> [WRITTEN TASKS]:
• 1. In the fishing forum thread, what month does 3StoogesFishing say he is retiring?
• 2. Extract the lines of the records from the line containing "Find the white coffee" through the last line of the records, including both ends, and reproduce them without any change.

— start SELECTED TEXT —

After she eats a few more cheeseburgers, i would be interested in fishing with her.
Thin is in, but fat is where it's at!!!


----------



## whsalum (Mar 4, 2013)

From the looks of the drink holder you have to be well hydrated to fish with her :rotfl::rotfl:


----------



## Cajuntriton (Mar 9, 2015)

whsalum said:


> From the looks of the drink holder you have to be well hydrated to fish with her :rotfl::rotfl:


I still don't see a boat or drink holder...

Sent from my iPhone using Tapatalk


----------



## Sunbeam (Feb 24, 2009)

I would love to fish with any of you guys or dolls on the board. But I am still aground here on Elba Island, OK.
I have been blessed to fish in the best honey holes all over the world. I think the Good Lord has decided that I am way over the limit so he put me in a place that keeps my rods standing in the corner and the tackle box collecting dust.
But considering the original question, I guess I wish I could have gone fishing with Jesus and Peter. Just imagine access to the whole lake on foot without a boat.


----------



## FISHNNUTT (Oct 27, 2007)

anybody !!!!!


----------



## 3StoogesFishing (May 4, 2010)

well, I agree with any of you 2coolers, I am retiring in March, just in time for fishing season, so since Larry and Curly will still be working I am available and ready to fish this spring. Now I like to fish for just about any type of fish. so let me know and I am more than happy to split all cost, heck usually the other guys make me bring breakfast anyway. Just let me know.


----------



## 3StoogesFishing (May 4, 2010)

What Walter I know that you will be calling me and saying fish on and hanging up the phone as I work and can not make it out to fish. I will have some leave so If you need me to take a day off and fish with you. I will. But as to whom I would like to fish with one would be Jeff, also Bruce, Mike, Simon, Loy, and Donald, or anyone I can hook up with that loves it as much as I do. I am kind of a PM away and we will go for sure. I have fishing with many good people on this board and I enjoyed all the trips I have been on and look forward to the next trip I make. Tony,


----------



## dunedawg (Jun 17, 2007)

Billy Sandifer.


----------



## essayons75 (May 15, 2006)

brucevannguyen


----------



## dbarham (Aug 13, 2005)

dunedawg said:


> Billy Sandifer.


Good choice


----------

— end SELECTED TEXT —
— start TASK MATERIAL —

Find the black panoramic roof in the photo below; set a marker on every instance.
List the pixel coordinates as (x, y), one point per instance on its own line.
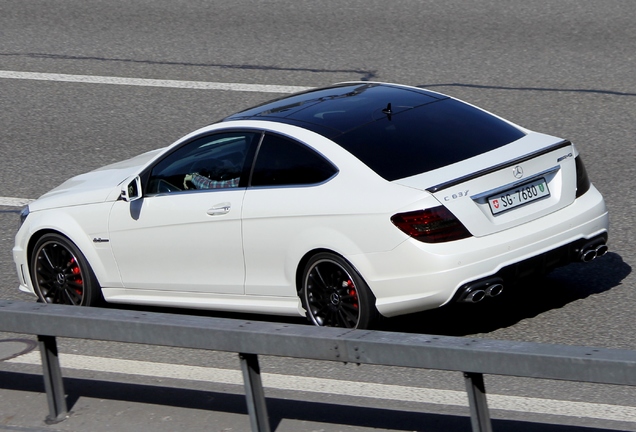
(335, 110)
(397, 131)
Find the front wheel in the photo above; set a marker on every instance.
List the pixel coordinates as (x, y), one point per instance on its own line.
(61, 274)
(334, 295)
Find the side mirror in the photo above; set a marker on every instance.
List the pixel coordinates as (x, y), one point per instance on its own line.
(131, 190)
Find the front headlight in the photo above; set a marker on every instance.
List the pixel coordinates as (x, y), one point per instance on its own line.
(23, 214)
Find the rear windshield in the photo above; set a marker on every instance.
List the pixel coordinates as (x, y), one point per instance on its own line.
(426, 138)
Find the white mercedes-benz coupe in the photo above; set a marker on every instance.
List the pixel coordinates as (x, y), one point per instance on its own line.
(341, 203)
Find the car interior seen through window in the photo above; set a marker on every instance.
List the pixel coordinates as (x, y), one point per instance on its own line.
(211, 162)
(281, 161)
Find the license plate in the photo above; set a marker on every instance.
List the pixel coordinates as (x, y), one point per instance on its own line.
(518, 196)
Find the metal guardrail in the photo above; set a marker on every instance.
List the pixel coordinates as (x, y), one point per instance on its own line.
(473, 357)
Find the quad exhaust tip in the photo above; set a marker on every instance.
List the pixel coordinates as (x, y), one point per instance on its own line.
(592, 250)
(477, 291)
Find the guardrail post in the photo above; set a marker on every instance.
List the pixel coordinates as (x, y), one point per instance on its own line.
(479, 415)
(53, 383)
(254, 393)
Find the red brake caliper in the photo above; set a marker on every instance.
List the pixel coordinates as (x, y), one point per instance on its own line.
(353, 293)
(76, 271)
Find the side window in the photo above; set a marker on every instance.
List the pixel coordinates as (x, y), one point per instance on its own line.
(282, 161)
(210, 162)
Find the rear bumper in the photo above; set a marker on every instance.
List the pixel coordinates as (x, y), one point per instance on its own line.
(417, 276)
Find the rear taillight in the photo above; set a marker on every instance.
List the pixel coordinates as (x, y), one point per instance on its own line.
(582, 180)
(434, 225)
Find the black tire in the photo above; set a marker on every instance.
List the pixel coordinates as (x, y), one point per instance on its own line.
(334, 295)
(61, 274)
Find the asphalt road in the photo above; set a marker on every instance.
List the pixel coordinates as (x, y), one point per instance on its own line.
(564, 67)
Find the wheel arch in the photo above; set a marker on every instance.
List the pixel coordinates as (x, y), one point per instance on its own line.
(69, 228)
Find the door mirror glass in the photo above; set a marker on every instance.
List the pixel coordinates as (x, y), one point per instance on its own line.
(131, 190)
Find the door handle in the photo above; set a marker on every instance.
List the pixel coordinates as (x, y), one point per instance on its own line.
(220, 209)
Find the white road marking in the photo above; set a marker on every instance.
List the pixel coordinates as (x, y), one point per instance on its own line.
(14, 202)
(344, 388)
(144, 82)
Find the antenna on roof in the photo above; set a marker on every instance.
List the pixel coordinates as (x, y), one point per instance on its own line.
(388, 111)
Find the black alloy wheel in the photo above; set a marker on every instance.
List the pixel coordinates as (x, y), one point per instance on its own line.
(334, 295)
(61, 274)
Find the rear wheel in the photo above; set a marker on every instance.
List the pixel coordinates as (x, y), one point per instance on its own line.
(334, 295)
(61, 274)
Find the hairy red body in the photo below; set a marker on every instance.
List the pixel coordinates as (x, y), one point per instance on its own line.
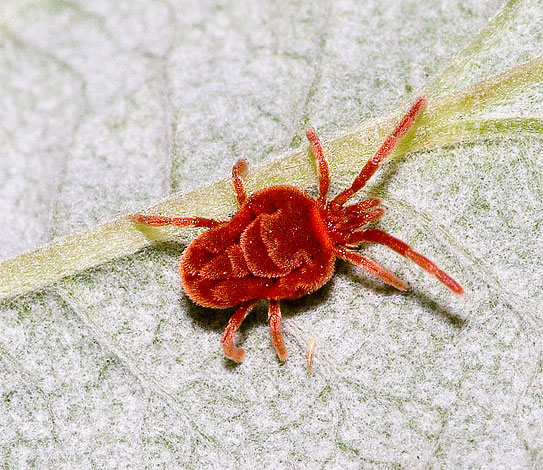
(282, 244)
(275, 247)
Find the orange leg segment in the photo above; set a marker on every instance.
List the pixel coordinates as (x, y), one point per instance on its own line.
(159, 221)
(371, 266)
(383, 152)
(323, 170)
(274, 318)
(238, 172)
(402, 248)
(230, 350)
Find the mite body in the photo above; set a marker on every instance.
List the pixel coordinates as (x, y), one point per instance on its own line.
(282, 244)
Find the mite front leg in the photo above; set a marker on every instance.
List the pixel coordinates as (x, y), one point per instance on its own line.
(230, 350)
(238, 172)
(274, 318)
(323, 169)
(160, 221)
(383, 152)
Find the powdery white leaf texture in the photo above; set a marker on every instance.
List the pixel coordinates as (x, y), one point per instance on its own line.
(107, 107)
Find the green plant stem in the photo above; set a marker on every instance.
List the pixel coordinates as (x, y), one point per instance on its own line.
(451, 119)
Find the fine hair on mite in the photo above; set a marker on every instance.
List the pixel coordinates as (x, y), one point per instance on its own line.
(282, 244)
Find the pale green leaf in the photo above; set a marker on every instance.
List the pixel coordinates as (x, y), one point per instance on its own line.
(109, 107)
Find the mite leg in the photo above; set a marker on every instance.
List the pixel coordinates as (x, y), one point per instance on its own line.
(383, 152)
(274, 318)
(371, 266)
(323, 170)
(402, 248)
(158, 221)
(238, 172)
(230, 350)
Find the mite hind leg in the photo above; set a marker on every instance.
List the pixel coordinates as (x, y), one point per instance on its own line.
(402, 248)
(276, 330)
(231, 351)
(372, 267)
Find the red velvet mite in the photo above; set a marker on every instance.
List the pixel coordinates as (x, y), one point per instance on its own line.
(282, 244)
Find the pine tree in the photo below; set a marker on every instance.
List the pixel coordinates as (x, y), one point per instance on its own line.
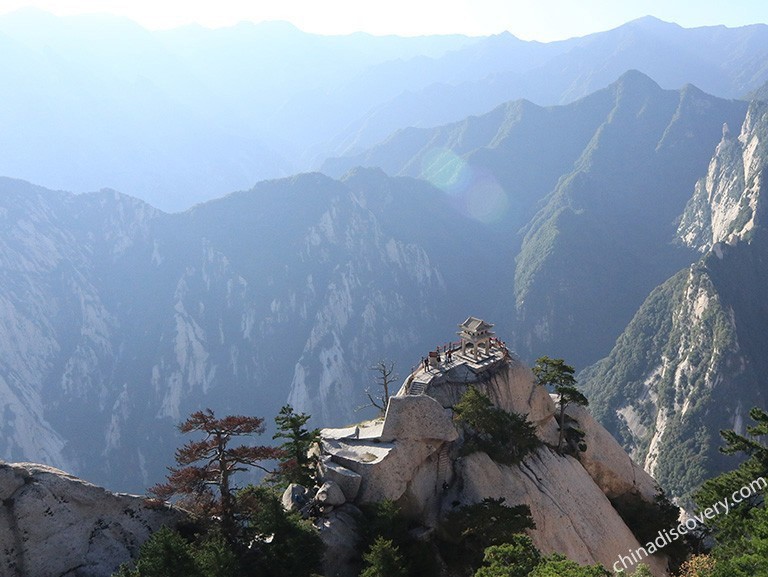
(207, 465)
(298, 464)
(556, 374)
(383, 559)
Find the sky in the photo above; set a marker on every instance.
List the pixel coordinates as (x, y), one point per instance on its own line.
(543, 20)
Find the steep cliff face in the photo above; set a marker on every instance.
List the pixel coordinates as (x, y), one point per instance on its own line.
(414, 457)
(691, 361)
(54, 524)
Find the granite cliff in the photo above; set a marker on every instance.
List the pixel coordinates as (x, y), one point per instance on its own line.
(413, 456)
(692, 360)
(53, 524)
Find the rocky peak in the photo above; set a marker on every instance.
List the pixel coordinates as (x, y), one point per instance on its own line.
(726, 202)
(412, 456)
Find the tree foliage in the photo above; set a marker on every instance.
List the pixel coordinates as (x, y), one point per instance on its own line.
(280, 543)
(383, 559)
(506, 437)
(204, 475)
(556, 374)
(298, 463)
(559, 566)
(470, 529)
(517, 558)
(167, 554)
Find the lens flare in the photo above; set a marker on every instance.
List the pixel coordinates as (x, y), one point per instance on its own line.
(446, 170)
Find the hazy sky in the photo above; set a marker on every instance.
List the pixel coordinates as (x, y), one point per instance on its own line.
(528, 19)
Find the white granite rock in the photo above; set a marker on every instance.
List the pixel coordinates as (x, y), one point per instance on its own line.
(294, 497)
(346, 479)
(330, 494)
(53, 524)
(417, 417)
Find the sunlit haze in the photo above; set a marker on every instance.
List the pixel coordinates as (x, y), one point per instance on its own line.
(543, 20)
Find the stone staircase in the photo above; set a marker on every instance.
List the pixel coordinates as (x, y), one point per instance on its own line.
(417, 388)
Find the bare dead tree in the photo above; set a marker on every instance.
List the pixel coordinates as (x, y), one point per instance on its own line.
(385, 376)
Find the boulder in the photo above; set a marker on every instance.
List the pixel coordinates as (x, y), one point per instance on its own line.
(53, 524)
(347, 480)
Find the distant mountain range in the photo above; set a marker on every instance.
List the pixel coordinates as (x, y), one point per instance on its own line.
(617, 225)
(118, 320)
(555, 223)
(187, 115)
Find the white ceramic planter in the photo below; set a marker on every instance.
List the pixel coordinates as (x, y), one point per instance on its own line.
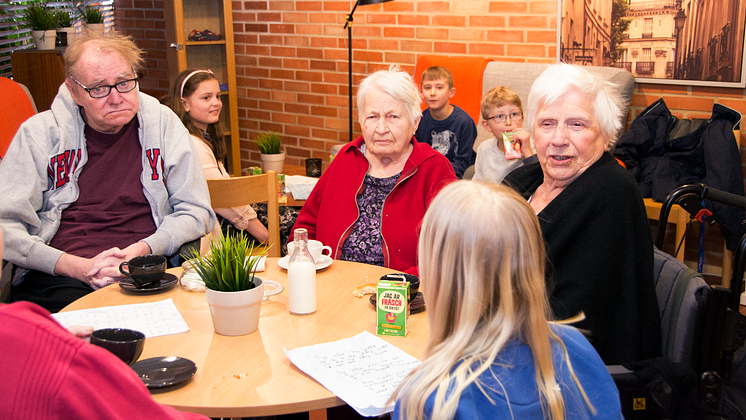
(44, 40)
(272, 162)
(97, 28)
(236, 313)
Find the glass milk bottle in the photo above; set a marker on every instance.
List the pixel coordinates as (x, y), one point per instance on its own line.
(301, 276)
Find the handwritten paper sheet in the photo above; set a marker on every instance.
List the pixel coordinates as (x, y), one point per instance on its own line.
(300, 186)
(363, 370)
(152, 319)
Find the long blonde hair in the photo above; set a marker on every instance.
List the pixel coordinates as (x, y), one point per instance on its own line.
(481, 258)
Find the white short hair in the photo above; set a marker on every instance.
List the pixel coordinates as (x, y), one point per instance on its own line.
(395, 82)
(556, 81)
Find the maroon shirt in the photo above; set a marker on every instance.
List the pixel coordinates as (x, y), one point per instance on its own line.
(111, 210)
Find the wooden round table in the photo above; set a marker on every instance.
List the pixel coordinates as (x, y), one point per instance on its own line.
(248, 376)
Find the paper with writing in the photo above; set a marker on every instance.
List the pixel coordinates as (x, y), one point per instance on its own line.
(363, 370)
(152, 319)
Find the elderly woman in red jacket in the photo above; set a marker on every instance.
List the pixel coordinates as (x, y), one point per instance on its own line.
(369, 203)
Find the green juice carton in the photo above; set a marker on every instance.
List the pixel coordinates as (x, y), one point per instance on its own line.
(392, 308)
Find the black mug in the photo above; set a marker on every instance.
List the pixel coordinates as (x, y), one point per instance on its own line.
(144, 270)
(313, 167)
(125, 344)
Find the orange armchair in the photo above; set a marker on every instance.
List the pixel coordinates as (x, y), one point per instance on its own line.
(16, 108)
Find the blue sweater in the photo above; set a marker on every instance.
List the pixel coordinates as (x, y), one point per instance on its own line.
(453, 137)
(514, 367)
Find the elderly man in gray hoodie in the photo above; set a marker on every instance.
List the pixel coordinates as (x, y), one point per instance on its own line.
(106, 175)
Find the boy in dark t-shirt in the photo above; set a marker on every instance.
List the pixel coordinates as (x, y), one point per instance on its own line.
(445, 127)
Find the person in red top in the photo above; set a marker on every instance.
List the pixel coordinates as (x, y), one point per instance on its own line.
(50, 373)
(370, 201)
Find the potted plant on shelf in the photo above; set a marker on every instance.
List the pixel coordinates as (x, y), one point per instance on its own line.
(270, 147)
(65, 29)
(232, 289)
(94, 19)
(42, 22)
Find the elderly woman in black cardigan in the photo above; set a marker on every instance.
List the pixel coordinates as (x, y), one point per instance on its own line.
(591, 212)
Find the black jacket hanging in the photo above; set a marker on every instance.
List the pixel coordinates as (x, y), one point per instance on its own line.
(663, 152)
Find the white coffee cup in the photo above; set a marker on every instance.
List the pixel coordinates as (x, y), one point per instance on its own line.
(315, 247)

— end TASK MATERIAL —

> [OUTPUTS BY TASK]:
• 1. March

• 2.
Find the white coffee cup in the photo above; set a marker on every instance.
List the pixel coordinates as (x, y), one point per instance on its own line.
(315, 247)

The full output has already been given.